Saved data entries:
[Start of section]

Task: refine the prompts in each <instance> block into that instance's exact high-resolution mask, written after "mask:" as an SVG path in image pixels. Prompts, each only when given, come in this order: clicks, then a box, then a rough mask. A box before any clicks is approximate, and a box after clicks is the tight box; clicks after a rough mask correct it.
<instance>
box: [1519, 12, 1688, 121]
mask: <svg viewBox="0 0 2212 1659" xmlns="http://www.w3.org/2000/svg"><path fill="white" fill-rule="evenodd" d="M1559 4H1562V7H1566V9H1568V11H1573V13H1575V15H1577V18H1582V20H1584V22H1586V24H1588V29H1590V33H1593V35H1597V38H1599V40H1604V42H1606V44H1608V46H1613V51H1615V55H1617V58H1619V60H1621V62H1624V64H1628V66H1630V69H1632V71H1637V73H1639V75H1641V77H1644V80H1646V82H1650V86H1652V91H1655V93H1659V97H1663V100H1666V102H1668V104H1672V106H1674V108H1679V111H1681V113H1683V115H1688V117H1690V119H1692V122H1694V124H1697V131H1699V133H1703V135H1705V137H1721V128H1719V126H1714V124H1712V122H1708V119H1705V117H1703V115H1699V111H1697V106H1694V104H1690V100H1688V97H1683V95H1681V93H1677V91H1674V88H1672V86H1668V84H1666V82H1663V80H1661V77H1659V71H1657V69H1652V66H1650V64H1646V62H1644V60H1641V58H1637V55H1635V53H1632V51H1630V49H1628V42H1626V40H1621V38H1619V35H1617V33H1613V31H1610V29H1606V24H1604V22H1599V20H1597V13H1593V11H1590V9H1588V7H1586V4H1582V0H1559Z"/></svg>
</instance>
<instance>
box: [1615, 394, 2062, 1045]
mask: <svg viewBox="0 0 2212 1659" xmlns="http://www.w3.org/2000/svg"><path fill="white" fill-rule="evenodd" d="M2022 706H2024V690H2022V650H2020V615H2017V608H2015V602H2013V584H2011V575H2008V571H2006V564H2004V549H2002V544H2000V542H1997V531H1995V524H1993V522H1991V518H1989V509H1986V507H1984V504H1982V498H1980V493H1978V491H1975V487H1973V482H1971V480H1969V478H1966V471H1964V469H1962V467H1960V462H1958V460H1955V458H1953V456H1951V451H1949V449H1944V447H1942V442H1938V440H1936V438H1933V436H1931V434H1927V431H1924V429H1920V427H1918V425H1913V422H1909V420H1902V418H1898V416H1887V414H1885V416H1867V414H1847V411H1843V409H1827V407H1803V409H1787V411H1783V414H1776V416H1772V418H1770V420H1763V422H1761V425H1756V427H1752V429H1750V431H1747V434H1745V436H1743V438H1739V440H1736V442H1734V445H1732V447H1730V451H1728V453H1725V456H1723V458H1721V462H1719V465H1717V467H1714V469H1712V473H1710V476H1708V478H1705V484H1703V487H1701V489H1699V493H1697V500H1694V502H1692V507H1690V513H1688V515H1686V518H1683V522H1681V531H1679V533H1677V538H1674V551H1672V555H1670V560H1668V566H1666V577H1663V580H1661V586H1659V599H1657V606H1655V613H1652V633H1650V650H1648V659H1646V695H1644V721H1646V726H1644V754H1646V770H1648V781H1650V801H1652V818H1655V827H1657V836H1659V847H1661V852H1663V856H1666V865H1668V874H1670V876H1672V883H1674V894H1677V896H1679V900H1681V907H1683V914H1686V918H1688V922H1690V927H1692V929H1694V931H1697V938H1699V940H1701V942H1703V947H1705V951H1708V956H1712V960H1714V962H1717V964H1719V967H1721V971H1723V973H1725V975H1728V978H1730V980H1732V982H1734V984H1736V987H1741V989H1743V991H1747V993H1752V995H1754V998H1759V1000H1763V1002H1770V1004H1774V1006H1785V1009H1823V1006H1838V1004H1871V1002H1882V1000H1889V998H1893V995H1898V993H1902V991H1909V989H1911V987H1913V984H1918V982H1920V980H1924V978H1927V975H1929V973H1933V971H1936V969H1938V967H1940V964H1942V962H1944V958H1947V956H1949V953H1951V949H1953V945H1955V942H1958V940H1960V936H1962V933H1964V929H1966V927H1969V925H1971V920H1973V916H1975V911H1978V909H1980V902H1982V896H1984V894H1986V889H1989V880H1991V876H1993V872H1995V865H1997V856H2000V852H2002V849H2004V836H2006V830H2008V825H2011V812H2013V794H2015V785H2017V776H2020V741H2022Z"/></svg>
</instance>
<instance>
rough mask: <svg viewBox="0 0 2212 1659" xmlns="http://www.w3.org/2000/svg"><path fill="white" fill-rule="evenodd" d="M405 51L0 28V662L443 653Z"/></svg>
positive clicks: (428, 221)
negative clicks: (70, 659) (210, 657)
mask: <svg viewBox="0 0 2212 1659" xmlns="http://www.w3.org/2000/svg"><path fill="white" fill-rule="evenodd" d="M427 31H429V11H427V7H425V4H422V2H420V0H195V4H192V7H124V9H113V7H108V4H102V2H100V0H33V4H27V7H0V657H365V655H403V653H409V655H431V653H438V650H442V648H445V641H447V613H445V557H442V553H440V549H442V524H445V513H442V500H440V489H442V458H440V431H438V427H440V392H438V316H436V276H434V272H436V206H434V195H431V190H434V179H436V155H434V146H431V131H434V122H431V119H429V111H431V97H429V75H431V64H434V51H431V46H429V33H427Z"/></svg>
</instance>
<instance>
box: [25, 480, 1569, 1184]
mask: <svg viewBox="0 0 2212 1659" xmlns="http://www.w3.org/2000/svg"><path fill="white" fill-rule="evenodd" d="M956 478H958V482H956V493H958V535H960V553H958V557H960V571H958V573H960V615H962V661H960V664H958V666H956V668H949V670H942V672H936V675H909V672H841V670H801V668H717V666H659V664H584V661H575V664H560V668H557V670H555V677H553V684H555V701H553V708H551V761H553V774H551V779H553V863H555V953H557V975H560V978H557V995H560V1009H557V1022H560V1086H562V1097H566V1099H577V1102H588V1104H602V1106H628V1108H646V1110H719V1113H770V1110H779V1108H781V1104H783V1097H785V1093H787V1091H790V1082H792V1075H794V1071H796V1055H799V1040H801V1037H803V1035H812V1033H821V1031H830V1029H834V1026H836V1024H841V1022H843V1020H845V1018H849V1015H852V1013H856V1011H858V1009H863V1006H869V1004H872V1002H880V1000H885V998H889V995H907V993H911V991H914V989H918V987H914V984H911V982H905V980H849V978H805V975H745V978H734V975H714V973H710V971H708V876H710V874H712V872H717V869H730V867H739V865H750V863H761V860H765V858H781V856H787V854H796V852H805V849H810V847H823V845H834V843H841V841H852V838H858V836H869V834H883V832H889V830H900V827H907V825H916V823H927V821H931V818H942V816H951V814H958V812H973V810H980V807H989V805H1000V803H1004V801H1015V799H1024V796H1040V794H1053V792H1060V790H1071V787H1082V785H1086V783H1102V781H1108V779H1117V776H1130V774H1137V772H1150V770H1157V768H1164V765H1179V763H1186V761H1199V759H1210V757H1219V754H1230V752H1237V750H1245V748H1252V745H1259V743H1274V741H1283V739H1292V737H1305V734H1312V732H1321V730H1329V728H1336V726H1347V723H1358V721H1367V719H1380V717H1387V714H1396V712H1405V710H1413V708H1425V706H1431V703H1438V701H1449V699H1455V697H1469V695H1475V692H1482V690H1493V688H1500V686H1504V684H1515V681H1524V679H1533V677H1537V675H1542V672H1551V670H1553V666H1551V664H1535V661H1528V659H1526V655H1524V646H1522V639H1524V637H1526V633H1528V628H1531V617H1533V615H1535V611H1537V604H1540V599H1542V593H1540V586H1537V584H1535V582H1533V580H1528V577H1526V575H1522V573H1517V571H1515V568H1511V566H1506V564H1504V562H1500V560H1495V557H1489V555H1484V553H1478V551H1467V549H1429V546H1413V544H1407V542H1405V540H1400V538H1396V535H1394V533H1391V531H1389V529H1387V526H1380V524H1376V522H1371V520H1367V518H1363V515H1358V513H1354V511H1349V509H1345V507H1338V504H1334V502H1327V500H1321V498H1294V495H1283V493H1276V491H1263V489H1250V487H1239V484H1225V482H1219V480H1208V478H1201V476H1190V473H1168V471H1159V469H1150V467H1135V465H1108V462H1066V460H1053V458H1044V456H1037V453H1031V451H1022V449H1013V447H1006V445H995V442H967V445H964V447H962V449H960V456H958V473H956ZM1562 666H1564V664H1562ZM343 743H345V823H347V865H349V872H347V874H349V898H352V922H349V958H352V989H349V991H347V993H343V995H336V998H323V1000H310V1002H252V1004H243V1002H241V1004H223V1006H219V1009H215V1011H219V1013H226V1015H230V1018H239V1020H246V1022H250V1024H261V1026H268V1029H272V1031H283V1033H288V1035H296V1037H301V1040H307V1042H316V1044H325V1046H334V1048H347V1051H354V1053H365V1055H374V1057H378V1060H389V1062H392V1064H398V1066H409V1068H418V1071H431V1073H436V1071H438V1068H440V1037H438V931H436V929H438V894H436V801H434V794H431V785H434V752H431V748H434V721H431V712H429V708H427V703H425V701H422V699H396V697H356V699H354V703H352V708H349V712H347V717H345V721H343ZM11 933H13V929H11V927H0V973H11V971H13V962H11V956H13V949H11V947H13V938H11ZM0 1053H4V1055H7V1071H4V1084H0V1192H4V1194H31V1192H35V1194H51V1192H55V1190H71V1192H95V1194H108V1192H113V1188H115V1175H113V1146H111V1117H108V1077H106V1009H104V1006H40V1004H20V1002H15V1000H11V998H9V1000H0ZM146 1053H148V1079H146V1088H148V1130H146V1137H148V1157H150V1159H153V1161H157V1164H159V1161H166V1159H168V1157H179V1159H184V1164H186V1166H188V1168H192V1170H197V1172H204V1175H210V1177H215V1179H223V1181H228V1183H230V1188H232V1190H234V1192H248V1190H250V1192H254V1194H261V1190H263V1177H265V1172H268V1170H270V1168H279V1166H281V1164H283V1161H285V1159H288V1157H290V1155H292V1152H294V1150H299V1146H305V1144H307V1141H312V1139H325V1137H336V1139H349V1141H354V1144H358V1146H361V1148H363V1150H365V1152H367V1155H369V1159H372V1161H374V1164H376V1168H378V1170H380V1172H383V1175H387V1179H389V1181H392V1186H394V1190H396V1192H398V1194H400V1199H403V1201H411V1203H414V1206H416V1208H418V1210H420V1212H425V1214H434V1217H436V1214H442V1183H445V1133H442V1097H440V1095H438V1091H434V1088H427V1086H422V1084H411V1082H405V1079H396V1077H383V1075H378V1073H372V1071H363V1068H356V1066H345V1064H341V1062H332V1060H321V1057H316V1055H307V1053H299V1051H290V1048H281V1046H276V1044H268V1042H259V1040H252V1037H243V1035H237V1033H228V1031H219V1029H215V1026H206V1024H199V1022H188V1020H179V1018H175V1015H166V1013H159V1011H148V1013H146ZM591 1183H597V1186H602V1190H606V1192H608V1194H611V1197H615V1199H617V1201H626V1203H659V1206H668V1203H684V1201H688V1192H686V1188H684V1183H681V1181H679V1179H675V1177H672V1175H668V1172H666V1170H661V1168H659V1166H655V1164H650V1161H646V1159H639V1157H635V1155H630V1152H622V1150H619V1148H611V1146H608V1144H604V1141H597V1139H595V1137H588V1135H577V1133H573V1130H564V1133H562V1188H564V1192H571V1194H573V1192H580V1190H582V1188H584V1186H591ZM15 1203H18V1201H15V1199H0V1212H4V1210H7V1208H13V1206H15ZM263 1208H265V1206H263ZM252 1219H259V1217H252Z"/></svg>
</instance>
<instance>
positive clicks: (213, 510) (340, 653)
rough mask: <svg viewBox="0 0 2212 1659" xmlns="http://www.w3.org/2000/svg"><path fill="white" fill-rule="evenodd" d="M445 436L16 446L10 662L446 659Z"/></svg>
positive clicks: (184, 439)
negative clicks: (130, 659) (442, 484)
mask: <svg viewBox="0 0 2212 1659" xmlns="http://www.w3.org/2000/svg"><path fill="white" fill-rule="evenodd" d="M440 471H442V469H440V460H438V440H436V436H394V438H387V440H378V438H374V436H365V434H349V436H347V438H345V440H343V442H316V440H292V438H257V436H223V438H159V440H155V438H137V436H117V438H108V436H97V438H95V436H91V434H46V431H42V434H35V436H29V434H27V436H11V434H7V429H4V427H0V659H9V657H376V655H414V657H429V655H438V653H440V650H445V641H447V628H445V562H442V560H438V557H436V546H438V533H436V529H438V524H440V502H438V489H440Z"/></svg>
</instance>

[End of section]

■ **WHAT YOU SHOULD DO**
From the data, list each line in which the string "clicks" appears.

■ **RESULT BELOW**
Task: refine the prompts in each <instance> block into that instance's exact high-resolution mask, written after "mask:" as an SVG path in image pixels. Prompts, each only when given, come in this order: clicks, then a box, then a rough mask. A box before any clicks is approximate, and a box after clicks is the tight box; clicks after a rough mask correct it.
positive clicks: (428, 221)
negative clicks: (70, 659) (210, 657)
positive clicks: (213, 510) (340, 653)
positive clicks: (184, 439)
negative clicks: (130, 659) (442, 484)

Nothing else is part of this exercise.